● **What the task asks**:
All entries below are to be returned in full, exactly as they stand.

● **Entries shown**:

*****

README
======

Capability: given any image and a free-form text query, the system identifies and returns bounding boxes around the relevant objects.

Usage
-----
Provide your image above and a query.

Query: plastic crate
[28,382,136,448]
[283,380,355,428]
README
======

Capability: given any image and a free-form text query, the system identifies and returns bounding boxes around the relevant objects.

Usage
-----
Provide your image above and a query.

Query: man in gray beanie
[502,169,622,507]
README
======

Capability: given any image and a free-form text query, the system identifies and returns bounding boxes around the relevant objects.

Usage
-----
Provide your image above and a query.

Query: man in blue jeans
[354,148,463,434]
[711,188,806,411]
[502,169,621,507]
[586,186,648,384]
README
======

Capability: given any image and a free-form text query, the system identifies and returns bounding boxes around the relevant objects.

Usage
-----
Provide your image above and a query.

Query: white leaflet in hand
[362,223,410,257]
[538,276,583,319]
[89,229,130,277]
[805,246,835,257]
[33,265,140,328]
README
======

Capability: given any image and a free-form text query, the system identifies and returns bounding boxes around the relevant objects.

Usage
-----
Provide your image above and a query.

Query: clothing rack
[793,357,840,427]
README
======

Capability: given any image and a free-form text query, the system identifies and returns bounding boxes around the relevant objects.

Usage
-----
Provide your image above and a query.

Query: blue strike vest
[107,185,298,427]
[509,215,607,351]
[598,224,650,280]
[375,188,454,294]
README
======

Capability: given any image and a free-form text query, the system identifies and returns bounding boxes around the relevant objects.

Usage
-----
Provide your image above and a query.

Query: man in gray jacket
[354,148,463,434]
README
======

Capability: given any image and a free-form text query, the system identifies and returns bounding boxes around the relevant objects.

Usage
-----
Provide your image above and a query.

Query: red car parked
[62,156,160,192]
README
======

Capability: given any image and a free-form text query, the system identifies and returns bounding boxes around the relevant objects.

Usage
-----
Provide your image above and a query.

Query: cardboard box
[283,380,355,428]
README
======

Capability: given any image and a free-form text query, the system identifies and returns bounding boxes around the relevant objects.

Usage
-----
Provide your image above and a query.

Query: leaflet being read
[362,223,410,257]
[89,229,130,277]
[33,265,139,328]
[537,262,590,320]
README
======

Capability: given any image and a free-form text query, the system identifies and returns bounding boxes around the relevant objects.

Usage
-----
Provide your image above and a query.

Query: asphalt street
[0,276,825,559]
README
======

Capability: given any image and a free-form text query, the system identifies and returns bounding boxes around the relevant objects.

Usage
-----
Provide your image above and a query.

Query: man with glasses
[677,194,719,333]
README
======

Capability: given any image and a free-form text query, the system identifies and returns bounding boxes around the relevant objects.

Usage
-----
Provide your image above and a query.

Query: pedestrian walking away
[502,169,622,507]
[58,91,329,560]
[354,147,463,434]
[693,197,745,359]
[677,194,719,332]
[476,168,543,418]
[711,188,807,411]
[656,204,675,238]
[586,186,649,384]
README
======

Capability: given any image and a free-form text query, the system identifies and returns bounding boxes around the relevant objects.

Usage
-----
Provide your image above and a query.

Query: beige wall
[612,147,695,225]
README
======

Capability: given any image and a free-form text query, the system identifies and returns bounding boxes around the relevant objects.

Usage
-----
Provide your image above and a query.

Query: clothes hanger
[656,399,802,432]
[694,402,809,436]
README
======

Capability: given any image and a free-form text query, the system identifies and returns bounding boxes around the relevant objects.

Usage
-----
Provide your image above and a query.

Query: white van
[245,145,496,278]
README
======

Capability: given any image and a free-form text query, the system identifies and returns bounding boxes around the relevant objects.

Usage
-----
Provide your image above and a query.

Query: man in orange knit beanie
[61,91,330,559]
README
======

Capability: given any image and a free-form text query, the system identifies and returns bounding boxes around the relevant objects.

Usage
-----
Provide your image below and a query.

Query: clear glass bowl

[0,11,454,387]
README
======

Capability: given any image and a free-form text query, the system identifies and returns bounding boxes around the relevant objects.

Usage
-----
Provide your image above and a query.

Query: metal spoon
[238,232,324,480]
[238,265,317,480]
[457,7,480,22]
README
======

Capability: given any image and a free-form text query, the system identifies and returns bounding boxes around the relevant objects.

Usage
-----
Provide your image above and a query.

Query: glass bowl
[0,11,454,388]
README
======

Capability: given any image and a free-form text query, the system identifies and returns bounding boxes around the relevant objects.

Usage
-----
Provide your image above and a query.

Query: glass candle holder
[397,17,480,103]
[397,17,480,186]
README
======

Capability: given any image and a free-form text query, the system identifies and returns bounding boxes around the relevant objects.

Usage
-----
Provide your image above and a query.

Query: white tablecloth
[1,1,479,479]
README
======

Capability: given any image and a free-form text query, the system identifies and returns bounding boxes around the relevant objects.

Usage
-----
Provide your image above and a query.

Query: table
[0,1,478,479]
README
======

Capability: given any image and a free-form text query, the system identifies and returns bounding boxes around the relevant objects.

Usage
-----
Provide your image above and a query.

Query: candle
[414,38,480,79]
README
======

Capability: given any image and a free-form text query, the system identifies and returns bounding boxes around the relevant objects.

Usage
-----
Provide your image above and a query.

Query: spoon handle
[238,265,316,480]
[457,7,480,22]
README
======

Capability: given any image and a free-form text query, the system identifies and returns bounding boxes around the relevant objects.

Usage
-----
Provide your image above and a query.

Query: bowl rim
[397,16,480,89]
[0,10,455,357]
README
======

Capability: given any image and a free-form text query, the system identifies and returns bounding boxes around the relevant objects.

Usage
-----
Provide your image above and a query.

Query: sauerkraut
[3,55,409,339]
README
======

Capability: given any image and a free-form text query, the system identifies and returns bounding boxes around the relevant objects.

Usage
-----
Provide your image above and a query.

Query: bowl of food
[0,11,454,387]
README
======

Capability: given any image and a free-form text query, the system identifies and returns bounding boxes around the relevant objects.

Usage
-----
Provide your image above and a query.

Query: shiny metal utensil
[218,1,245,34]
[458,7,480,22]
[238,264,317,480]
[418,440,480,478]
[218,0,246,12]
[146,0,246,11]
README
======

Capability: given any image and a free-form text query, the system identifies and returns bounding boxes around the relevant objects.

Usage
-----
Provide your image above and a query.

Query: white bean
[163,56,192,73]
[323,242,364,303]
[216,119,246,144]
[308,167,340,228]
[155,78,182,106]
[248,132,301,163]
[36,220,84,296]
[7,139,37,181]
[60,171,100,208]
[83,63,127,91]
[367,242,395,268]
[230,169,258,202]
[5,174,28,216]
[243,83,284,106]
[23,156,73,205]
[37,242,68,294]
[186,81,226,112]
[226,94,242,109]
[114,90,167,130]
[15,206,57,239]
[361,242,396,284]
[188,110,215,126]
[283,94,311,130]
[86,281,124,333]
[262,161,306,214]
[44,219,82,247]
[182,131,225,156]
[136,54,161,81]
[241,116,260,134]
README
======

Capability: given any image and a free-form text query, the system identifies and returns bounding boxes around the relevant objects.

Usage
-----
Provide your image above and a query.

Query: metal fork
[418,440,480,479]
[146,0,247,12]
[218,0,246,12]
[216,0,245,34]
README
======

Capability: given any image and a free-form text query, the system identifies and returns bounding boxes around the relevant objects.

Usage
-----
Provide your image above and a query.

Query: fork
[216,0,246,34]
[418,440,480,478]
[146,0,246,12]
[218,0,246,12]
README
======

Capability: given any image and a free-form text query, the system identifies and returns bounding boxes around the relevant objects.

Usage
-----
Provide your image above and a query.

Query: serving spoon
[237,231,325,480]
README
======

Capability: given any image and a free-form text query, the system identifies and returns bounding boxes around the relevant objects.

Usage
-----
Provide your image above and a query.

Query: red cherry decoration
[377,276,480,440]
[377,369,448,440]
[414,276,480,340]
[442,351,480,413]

*****

● **Answer space**:
README
======

Capability: given any image and a free-form text query, the system identifies and returns bounding boxes around the relevant objects.

Usage
-----
Provide your image above and a query.

Query: plastic crate
[28,382,136,448]
[283,380,355,428]
README
======

Capability: given any image and a free-form text query, the system identifies and returns bounding boxes around the relevant objects.

Usage
-----
Provide your image above and a query.

Query: man in gray beanie
[502,169,622,507]
README
======

Capability: given any image and a free-form text query, the system identifies and returns bounding boxes around the relevant objects.

Usage
-----
Provide your image above and a query.

Query: man in blue jeans
[354,148,463,434]
[711,188,806,411]
[502,169,621,507]
[586,186,648,384]
README
======

Capability: given any image and a free-form text query, the system identifies and returns bounding boxes around the relevant objects.

Usage
-----
Provide your image above and a query.

Query: white leaflet in hand
[362,223,410,257]
[538,276,583,319]
[89,229,130,277]
[805,246,835,257]
[33,265,140,328]
README
======

Capability: given any image and a free-form text query, the system identifies and returns bounding boxes around the relevant objects.

Usage
-----
Provide your image above and a query.

Query: clothing rack
[793,357,840,427]
README
======

Capability: given any image and a free-form text query, the system identifies and returns bounding boxes around the relevant objects.

Usage
-----
Provide your image above and a query.

Query: blue strike vest
[107,185,298,427]
[509,215,607,351]
[598,224,650,280]
[375,188,454,294]
README
======

Capability: given any image and a free-form text query, the system identifies and returns bounding boxes around the relevant objects.

Usage
-----
Provide your image above and a query.

Query: man in gray jacket
[354,148,463,434]
README
======

Capability: given any image and a free-form text query, the system identifies and returns bounding boxes around the relevant objects.

Usage
-----
Provide your image above and a query.

Query: red car parked
[62,156,160,192]
README
======

Capability: given any image and a free-form text query, the system identifies and returns bounding boxes around the relevant objects.

Usage
-----
Provide your image above and a query.

Query: cardboard box
[283,380,355,428]
README
======

Capability: given any image and a free-form text query, the system identifies and returns bounding boxes around the relevant objects.

Usage
-----
Provide your image above and a query.

Query: leaflet being read
[362,223,410,257]
[89,229,130,277]
[33,265,139,328]
[537,262,590,320]
README
======

Capability: given any image and a free-form text query, the system identifies and returns bounding boxes around the relevant objects.

Usage
-----
Provide your image above and a query.

Query: asphalt street
[0,276,825,559]
README
======

Capability: given any image and a free-form text query, the system identifies and returns bounding boxes around the relevant objects.

Usage
-----
Provide your image above and a query.

Query: man with glasses
[677,194,719,333]
README
======

Capability: given any image and a free-form text query, the system identifies and returns bounding boxes around the relevant objects.

Usage
-----
Provide your image above and a query.

Query: pedestrian walking away
[502,169,622,507]
[58,91,329,560]
[354,147,463,434]
[693,197,745,359]
[677,194,719,332]
[476,168,543,418]
[711,188,807,411]
[656,204,675,238]
[586,186,649,384]
README
======

Capability: given any image and a free-form text query, the system identifies and returns bounding boxes around the relevant objects.

Usage
-----
Provide your image above and a query.

Query: beige wall
[612,147,695,225]
README
======

Capability: given any image and a free-form text query, the system identifies and returns bounding boxes around the relevant objects.

Usage
-----
Provide your image above and a query.

Query: clothes hanger
[656,399,802,432]
[694,402,809,436]
README
======

Capability: given any image and a free-form text query, the system identifies and returns bounding boxes around the relevant objects.

Usage
-----
Provide your image above and a query.

Query: white van
[245,145,496,278]
README
======

Capability: given any image and a free-form text query, the system identifies and returns bounding boxes around the relevant objects.

Usage
-----
Provide your image above and a query.

Query: man in orange knit beanie
[61,91,330,559]
README
======

Capability: given any image and a free-form text query, the system identifies and returns bounding boxes around the relevant objects.

Usage
-----
Provide your image below and a query.

Query: clear glass bowl

[0,11,454,387]
README
======

Capability: given any image and a free-form text query, the system identifies and returns bounding boxes around the relevant objects.

Usage
-----
Provide your image above and a query.

Query: metal spoon
[238,232,324,480]
[238,265,317,480]
[457,7,480,22]
README
======

Capability: given any image and a free-form text query, the system identifies and returns bounding boxes around the relevant objects.

Usage
-----
Provide your image above and a query.

Query: glass bowl
[0,11,454,388]
README
======

Capability: given any image and a free-form text query, the system identifies and returns bounding boxes around the relevant objects.

Usage
-----
Provide your image above and a query.

Query: glass candle holder
[397,17,480,103]
[397,17,480,186]
README
======

Capability: given any image and a free-form text query, the system identifies and returns bounding boxes around the relevant objects.

Usage
-----
Provide your image above and a query.

Query: white tablecloth
[1,1,479,479]
README
======

Capability: given any image and a free-form text query, the system identifies and returns bounding boxes around the relevant objects.

Usage
-----
Provide your image above and a query.

Query: table
[0,1,478,479]
README
======

Capability: given any image and a free-form text query, the system identifies and returns bounding boxes around the relevant objects.

Usage
-----
Provide your image above and a query.

Query: candle
[414,38,480,79]
README
======

Capability: given any image and a free-form text query, the system identifies and returns bounding boxes around the relevant objects.

Usage
-----
Provide your image above and a query.

Query: spoon handle
[238,265,316,480]
[457,7,480,22]
README
======

Capability: given any image and a free-form text query, the system identifies and returns bounding boxes around the relevant objects.

Usage
-----
Provide your image above and a query.

Query: bowl rim
[397,16,480,89]
[0,10,455,357]
README
======

Capability: given any image and a free-form text query, the system identifies and returns bounding boxes around the relevant objects.

Usage
-----
Provide your image above and a query.

Query: sauerkraut
[3,55,409,339]
README
======

Capability: given any image and a free-form text query, the system identifies and returns bounding boxes around the relevant objects.

Usage
-----
Provide your image above and a query.

Query: bowl of food
[0,11,454,387]
README
======

Capability: given any image and a free-form text query, the system identifies and returns bounding boxes around the relevant objects.

Usage
-----
Provide your image above and a query.

Query: shiny metal utensil
[218,1,245,34]
[458,7,480,22]
[238,264,317,480]
[418,440,480,478]
[218,0,246,12]
[146,0,246,11]
README
======

Capability: given any image and a free-form text query, the system identifies and returns bounding boxes around the relevant objects.

Usage
-----
Provide your image above and a query.

Query: white bean
[163,56,192,73]
[323,242,364,303]
[216,119,246,144]
[308,167,340,228]
[155,78,182,106]
[248,132,301,163]
[36,220,84,296]
[7,139,37,181]
[60,171,100,208]
[83,63,127,91]
[367,242,395,268]
[230,169,258,202]
[5,174,28,216]
[243,83,284,106]
[23,156,73,205]
[37,242,68,294]
[186,81,226,112]
[226,94,242,109]
[114,90,167,130]
[15,206,57,239]
[361,242,396,284]
[188,110,215,126]
[283,94,311,130]
[86,281,124,333]
[262,161,306,214]
[44,219,82,247]
[182,131,225,156]
[136,54,161,81]
[241,116,260,134]
README
======

Capability: given any image and a free-form text query, the system identifies and returns bounding boxes around the relevant objects.

Usage
-----
Provide your image above and a query.

Query: metal fork
[418,440,480,479]
[146,0,247,12]
[218,0,246,12]
[216,0,245,34]
README
======

Capability: given any image and a free-form text query, the system identifies and returns bounding boxes around the relevant objects.

Usage
-----
Provide your image above and a query.

Query: fork
[216,0,246,34]
[418,440,480,478]
[146,0,246,12]
[218,0,246,12]
README
======

Capability: given any image and a free-form text query, the system identifies and returns bounding boxes around the relevant objects.

Usage
-----
Provide your image above and a query.

Query: serving spoon
[237,231,325,480]
README
======

Capability: given any image and a free-form text query, the system identifies and returns bounding boxes around the relevant objects.

Usage
-----
Provide your image above and a query.

Query: red cherry decoration
[377,276,480,440]
[377,369,448,440]
[414,276,480,340]
[442,351,480,413]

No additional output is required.